> _MATERIAL FOR THE TASK_
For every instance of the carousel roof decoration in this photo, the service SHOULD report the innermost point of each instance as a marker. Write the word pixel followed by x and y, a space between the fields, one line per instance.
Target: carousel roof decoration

--

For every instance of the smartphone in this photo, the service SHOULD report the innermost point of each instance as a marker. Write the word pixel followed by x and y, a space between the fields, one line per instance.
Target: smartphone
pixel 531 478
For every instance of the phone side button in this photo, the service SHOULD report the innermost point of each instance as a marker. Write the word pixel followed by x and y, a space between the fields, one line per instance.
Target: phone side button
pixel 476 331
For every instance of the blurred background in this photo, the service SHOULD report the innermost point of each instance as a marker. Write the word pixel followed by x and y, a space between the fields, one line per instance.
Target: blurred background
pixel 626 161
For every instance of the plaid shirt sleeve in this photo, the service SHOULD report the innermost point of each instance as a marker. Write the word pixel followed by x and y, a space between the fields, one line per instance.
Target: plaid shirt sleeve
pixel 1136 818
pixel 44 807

> _REQUIRED TASK_
Retype the lines that run from the one containing "For every instance of the carousel" through the one containing "Target: carousel roof decoration", keeping both of those lines.

> _FULL RESPONSE_
For every instance of the carousel roof decoration in this photo, the service SHOULD report the innermost point of each instance as a marker. Write the word pixel followed by x and y, a space between the fields, one line per instance.
Target: carousel roof decoration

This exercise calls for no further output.